━━━━━ SUPPLIED PASSAGE ━━━━━

Thursday, December 3, 2009

Honduras to Obama: Pound Sand

Today the Honduran Parliament voted overwhelmingly not to reinstate Manuel Zelaya to serve the remainder of his term which expires January 27.  In so doing, the legitimate Honduran government sends a resounding rebuke to the Obama administration which supported Zelaya until just last week.

Ed Morrissey has, as usual, the most interesting coverage in his post, Honduran Parliament to Obama: Pound sand at HotAir:

The vote is a slap in the face to the Obama administration, which has insisted that the parliament conducted a coup by removing Zelaya from office. After getting slapped by Congress and its Law Library for misstating the facts of Zelaya’s removal, the State Department reluctantly agreed to recognize the regularly-scheduled Honduran presidential election and let Honduras’ parliament determine Zelaya’s status. The White House publicly expected Honduras to restore Zelaya in some capacity for a short transition period.

━━━━━ RECORD EXTRACTS ━━━━━

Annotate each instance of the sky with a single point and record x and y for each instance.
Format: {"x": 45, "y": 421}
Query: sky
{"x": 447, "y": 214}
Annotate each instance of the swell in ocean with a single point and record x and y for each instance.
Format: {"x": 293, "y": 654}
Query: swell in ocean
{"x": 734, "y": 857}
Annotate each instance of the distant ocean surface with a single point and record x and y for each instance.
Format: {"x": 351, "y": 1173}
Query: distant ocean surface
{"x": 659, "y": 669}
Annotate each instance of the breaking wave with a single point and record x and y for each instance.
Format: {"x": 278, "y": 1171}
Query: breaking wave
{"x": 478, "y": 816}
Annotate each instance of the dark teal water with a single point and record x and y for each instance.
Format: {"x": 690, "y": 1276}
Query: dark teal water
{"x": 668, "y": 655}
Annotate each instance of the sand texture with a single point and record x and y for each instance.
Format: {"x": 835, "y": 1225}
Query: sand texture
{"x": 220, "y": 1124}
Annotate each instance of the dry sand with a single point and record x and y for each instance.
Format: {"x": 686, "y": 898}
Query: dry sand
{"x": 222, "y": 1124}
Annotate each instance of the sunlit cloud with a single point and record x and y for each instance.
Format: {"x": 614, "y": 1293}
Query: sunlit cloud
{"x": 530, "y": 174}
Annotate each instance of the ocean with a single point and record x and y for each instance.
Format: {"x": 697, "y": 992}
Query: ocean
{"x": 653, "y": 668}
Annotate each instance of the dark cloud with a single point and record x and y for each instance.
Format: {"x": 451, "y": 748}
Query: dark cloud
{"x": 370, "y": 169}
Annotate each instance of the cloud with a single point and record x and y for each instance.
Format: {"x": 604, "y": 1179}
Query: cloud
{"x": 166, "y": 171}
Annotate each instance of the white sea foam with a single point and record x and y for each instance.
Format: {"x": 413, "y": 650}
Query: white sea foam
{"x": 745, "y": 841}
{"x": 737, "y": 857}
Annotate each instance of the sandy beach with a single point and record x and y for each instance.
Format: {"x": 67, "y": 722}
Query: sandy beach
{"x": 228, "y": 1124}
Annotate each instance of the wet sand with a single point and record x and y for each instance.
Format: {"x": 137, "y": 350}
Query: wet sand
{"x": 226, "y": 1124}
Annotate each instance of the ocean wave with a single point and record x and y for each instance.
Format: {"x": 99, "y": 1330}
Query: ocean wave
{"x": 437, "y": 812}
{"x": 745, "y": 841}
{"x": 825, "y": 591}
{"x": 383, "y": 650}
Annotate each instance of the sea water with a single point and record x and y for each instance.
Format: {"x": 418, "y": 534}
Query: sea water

━━━━━

» **REQUIRED WORK**
a) Answer these about the Honduras post, one per line:
(i) On what date does Manuel Zelaya's term expire?
(ii) On which site did Ed Morrissey publish his post?
(iii) What did the State Department reluctantly agree to recognize?
b) Please continue the post on the Honduran Parliament's vote about Zelaya, starting after its last sentence.

» **RESPONSES IN ORDER**
a)
(i) January 27
(ii) HotAir
(iii) The regularly-scheduled Honduran presidential election

b)
However, as statements by MPs on the floor show, Obama and his team miscalculated the depth of the insult felt by Hondurans over the US intervention:

Politician after politician insisted that they were right the first time when they voted to oust Mr Zelaya for ignoring a Supreme Court order to cancel a referendum on changing the constitution. …

“My vote is [a lesson] for anyone who pretends to perpetuate himself in power. My vote is so that my son can look at me and say ‘Dad, you defended democracy,” said Antonio Rivera of Mr Lobo’s conservative National Party.

Now what? The US position had been that Zelaya had to be reinstated, but their shift makes that unclear. Brazil, Venezuela, and Nicaragua won’t recognize the election results. Costa Rica, which tried to reach a negotiated solution that would have put Zelaya back in office but almost powerless, has already announced that they will accept the election results. The US decision will likely signal the rest of the OAS states as to whether a free election should be recognized, or whether the US wants to ignore the will of the people just to score some political points and foist Zelaya onto an unwilling populace.

That’s about as lose-lose as one will see in diplomacy, and it was utterly, utterly avoidable. The best thing that Obama can do is to swallow his medicine and learn to shut up. (via Fausta)
When George Bush was our President, the left was constantly critical of his "cowboy diplomacy."  Barack Obama has traveled the globe condemning the arrogance of American foreign policy.  What could possibly be more arrogant that telling one of the poorest democratic republics on earth that they have no right to defend their own constitution against a megalomaniacal leader?  And while we're at it, who truly looks like a phony cowboy?